| Exercise goal |
Each line in the data holding "white" should be listed.

| Data to use |

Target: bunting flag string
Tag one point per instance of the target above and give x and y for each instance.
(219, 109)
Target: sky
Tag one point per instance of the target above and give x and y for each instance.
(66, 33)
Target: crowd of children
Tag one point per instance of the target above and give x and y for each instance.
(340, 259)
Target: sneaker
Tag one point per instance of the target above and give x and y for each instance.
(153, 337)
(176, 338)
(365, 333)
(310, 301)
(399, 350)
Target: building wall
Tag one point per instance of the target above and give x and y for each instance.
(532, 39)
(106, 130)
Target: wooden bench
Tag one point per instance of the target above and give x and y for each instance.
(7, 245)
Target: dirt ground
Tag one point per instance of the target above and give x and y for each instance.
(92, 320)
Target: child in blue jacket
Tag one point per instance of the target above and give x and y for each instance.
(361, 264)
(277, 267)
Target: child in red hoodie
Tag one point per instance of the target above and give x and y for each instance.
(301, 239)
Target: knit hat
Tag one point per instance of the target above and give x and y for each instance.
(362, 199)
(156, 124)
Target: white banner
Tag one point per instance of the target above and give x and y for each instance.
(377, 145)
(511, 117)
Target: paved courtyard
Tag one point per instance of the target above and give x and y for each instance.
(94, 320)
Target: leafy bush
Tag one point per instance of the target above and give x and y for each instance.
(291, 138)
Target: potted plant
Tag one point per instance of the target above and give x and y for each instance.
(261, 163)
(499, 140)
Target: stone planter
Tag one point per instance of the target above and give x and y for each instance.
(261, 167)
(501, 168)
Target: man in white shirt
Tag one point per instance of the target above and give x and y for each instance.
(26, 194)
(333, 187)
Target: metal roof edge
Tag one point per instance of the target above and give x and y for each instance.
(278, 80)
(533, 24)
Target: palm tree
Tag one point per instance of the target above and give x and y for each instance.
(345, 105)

* * *

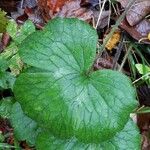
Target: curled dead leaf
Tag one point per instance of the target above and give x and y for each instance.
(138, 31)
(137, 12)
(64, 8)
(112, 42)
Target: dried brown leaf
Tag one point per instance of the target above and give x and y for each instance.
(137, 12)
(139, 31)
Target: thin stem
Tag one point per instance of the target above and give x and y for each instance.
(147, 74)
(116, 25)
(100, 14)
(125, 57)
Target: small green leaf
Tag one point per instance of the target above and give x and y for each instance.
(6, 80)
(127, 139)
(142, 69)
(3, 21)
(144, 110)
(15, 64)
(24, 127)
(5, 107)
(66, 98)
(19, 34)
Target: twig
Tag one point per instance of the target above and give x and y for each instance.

* * *

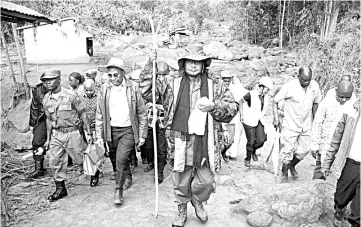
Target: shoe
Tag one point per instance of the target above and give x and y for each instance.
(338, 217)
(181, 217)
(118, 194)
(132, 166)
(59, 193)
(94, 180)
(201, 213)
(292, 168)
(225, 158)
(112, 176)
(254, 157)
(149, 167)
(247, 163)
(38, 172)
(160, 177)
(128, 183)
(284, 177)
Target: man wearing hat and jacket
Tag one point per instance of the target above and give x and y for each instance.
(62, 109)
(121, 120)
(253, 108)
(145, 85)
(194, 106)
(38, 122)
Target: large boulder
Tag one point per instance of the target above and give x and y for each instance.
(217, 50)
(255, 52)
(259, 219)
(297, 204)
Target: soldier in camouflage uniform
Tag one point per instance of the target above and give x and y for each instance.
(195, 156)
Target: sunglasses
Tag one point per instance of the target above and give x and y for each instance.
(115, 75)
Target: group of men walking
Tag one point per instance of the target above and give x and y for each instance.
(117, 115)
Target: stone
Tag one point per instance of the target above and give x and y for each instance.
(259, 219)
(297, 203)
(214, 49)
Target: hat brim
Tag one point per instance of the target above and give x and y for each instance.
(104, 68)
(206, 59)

| Your solution |
Target: white banner
Target: man in white shirt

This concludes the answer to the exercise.